■ Work to be completed:
Output every entry exactly as written, skipping any pictures.

====================

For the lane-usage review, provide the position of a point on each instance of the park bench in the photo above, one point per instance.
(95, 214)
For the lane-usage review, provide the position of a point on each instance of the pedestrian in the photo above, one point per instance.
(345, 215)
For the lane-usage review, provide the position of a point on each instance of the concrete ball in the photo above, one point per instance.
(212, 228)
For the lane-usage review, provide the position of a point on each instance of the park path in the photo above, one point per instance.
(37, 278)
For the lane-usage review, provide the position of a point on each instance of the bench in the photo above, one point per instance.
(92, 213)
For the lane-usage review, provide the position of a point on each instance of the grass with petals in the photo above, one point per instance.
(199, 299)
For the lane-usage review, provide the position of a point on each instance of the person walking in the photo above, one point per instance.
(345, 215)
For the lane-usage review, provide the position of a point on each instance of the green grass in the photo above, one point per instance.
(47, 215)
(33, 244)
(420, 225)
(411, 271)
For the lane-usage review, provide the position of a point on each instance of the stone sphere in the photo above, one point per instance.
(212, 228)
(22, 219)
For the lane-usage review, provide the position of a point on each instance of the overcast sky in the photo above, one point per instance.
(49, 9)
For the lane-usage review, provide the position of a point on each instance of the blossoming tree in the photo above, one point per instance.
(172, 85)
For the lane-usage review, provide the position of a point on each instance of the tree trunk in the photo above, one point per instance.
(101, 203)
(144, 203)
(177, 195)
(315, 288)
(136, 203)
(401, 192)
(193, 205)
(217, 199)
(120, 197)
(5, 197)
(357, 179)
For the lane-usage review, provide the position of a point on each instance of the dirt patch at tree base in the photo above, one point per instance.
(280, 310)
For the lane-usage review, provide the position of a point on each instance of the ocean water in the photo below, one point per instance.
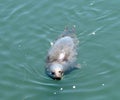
(28, 27)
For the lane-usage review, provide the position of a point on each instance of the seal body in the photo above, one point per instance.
(61, 57)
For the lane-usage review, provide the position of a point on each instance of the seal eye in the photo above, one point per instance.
(53, 73)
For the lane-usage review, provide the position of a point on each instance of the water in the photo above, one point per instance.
(28, 27)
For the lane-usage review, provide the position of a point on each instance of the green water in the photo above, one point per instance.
(28, 26)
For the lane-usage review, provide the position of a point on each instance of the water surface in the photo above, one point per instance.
(28, 27)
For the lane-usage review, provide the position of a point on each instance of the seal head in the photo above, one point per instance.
(55, 71)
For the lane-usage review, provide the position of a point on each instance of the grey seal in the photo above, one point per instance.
(61, 57)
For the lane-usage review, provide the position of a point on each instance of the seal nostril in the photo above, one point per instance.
(58, 78)
(53, 73)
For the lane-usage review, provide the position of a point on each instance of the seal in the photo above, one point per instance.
(61, 58)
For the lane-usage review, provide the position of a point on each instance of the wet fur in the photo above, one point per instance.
(66, 44)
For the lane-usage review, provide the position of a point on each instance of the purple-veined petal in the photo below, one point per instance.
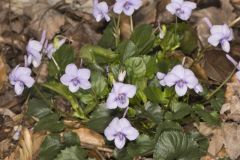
(19, 87)
(119, 142)
(84, 73)
(128, 11)
(215, 39)
(178, 70)
(181, 91)
(73, 88)
(109, 133)
(238, 75)
(186, 13)
(66, 79)
(27, 80)
(171, 79)
(85, 84)
(123, 105)
(198, 88)
(172, 7)
(129, 90)
(118, 6)
(189, 4)
(160, 75)
(131, 133)
(71, 69)
(225, 46)
(111, 102)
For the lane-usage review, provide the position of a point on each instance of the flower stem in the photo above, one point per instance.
(234, 22)
(131, 23)
(125, 112)
(56, 64)
(219, 87)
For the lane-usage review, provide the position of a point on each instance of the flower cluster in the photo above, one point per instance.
(182, 78)
(120, 129)
(220, 34)
(101, 9)
(21, 76)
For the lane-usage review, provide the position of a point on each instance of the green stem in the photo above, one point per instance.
(223, 83)
(56, 64)
(131, 24)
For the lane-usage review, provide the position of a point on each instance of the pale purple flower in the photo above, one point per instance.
(220, 34)
(121, 76)
(180, 8)
(76, 78)
(33, 51)
(182, 78)
(237, 65)
(100, 11)
(126, 6)
(52, 48)
(161, 77)
(119, 130)
(120, 94)
(20, 77)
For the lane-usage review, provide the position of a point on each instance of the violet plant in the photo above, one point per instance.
(138, 79)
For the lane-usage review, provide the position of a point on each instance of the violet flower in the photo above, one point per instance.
(220, 34)
(120, 94)
(182, 79)
(237, 65)
(100, 11)
(52, 48)
(33, 51)
(182, 9)
(20, 77)
(76, 78)
(126, 6)
(119, 130)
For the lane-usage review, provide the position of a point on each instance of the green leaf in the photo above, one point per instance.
(71, 139)
(206, 115)
(38, 108)
(172, 145)
(63, 56)
(141, 147)
(50, 147)
(143, 38)
(99, 84)
(100, 118)
(127, 49)
(135, 67)
(50, 123)
(72, 153)
(63, 91)
(108, 39)
(97, 55)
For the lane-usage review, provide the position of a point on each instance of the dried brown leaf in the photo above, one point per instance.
(88, 136)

====================

■ Task output:
For the lane-usage review, provide the position of a point on each instance of the park bench in the photo above, one point per instance.
(95, 214)
For the lane-usage review, provide the position of a point on each instance of the pedestrian in the photo above, one point per instance.
(345, 215)
For the lane-usage review, provide the position of a point on each instance of the concrete ball in the photo above, one point per instance.
(212, 228)
For the lane-usage review, provide the position of a point on each instance of the park path in the photo above, one point per instance.
(37, 278)
For the lane-usage review, provide the position of a point on each instance of the bench in the photo above, one point per instance.
(92, 213)
For the lane-usage review, provide the position of a point on each instance of the grass with petals in the photo above, one point per instance.
(199, 299)
For the lane-usage review, provide the position of a point on each instance of the person walking in the photo above, one point per instance.
(345, 215)
For the lane-usage review, provide the position of a point on each instance of the green grass in the photo above, one point per instance.
(47, 215)
(33, 244)
(420, 225)
(411, 271)
For the lane-usage review, provide the position of a point on each instance of the stone sphere in the photo above, one point per instance.
(212, 228)
(22, 219)
For the lane-usage review, provide the position of a point on each instance of the overcast sky in the photo above, one point per instance.
(49, 9)
For the lane-usage review, provide the position of a point on each instance of the blossoming tree in the photo above, one point per instance.
(172, 85)
For the lane-usage review, provide the position of a point on each instance of the tree trunk in the photo above, one point per instance.
(101, 203)
(144, 203)
(177, 195)
(315, 288)
(136, 203)
(401, 192)
(193, 205)
(217, 199)
(120, 197)
(5, 197)
(357, 179)
For the lane-usage review, provide the position of a point on each instance of the dirt patch at tree base in the photo above, one point per instance.
(280, 310)
For the lane-usage review, provide the position of a point on each instance of the ocean water in the photo below, one point per instance.
(28, 27)
For the lane-usage review, provide the position of a point on each instance of the seal body in the photo above, one point per instance.
(61, 57)
For the lane-usage review, provide the position of a point on each instance of the seal eye in the photo above, one point per instance.
(53, 73)
For the lane-usage review, provide the position of a point on each instance of the water in the photo above, one point per instance.
(28, 27)
For the lane-usage review, provide the position of a point on each instance of the green water in the photo above, one point per instance.
(28, 26)
For the lane-usage review, provide the position of a point on each instance of the water surface in the photo above, one point per instance.
(28, 27)
For the lane-usage review, provide the position of a point on each instance of the seal head in the photo above, one point per instance.
(55, 71)
For the lane-usage review, provide the position of a point on each instance of the grey seal in the photo above, one point per instance.
(61, 57)
For the lane-usage review, provide the position of a point on each instance of the seal nostril in the photo above, one point per instance.
(58, 78)
(53, 73)
For the lane-usage review, provide the position of a point on each instance of the seal in the photo above, one point per instance.
(61, 58)
For the lane-usage review, provide the position of a point on each instance of the wet fur in the photo above, one point per instance.
(66, 44)
For the lane-usage review, provide the position of a point on each instance of the purple-veined petal in the photo below, one point per instance.
(19, 87)
(119, 142)
(84, 73)
(128, 11)
(215, 39)
(178, 70)
(181, 91)
(73, 88)
(109, 133)
(238, 75)
(186, 13)
(66, 79)
(27, 80)
(171, 79)
(85, 84)
(123, 105)
(198, 88)
(172, 7)
(129, 90)
(118, 6)
(189, 4)
(160, 75)
(131, 133)
(71, 69)
(225, 46)
(111, 102)
For the lane-usage review, provide the position of a point on each instance of the flower stem in the photo above, one point per instance.
(234, 22)
(131, 23)
(125, 112)
(56, 64)
(219, 87)
For the lane-usage review, provide the position of a point on each instance of the flower cluster in the photo above, one point per instance.
(182, 78)
(120, 129)
(220, 34)
(101, 9)
(21, 76)
For the lane-usage review, provide the position of a point on each instance of the green stem in the photo above, one point per instance.
(223, 83)
(56, 64)
(131, 24)
For the lane-usage review, provide the position of a point on each instance of the pale purple flower in the photo above, one point per instance.
(220, 34)
(121, 76)
(180, 8)
(76, 78)
(33, 51)
(182, 78)
(237, 65)
(100, 11)
(126, 6)
(52, 48)
(161, 77)
(119, 130)
(120, 94)
(20, 77)
For the lane-usage review, provide the position of a point on each instance of the violet plant in the photo above, one point per instance.
(138, 79)
For the lane-usage review, provide the position of a point on each instance of the violet flower in the photo above, one point per instance.
(220, 34)
(120, 94)
(182, 79)
(237, 65)
(100, 11)
(52, 48)
(33, 51)
(182, 9)
(20, 77)
(76, 78)
(126, 6)
(119, 130)
For the lane-usage review, provide the position of a point on each instance of the green leaf in the photo above, one point per instance.
(71, 139)
(206, 115)
(38, 108)
(172, 145)
(63, 56)
(141, 147)
(50, 147)
(143, 38)
(99, 84)
(100, 118)
(127, 49)
(135, 67)
(50, 123)
(72, 153)
(63, 91)
(108, 39)
(97, 55)
For the lane-usage review, provide the position of a point on each instance of the dried brown leaf in the photo above, one point per instance.
(88, 136)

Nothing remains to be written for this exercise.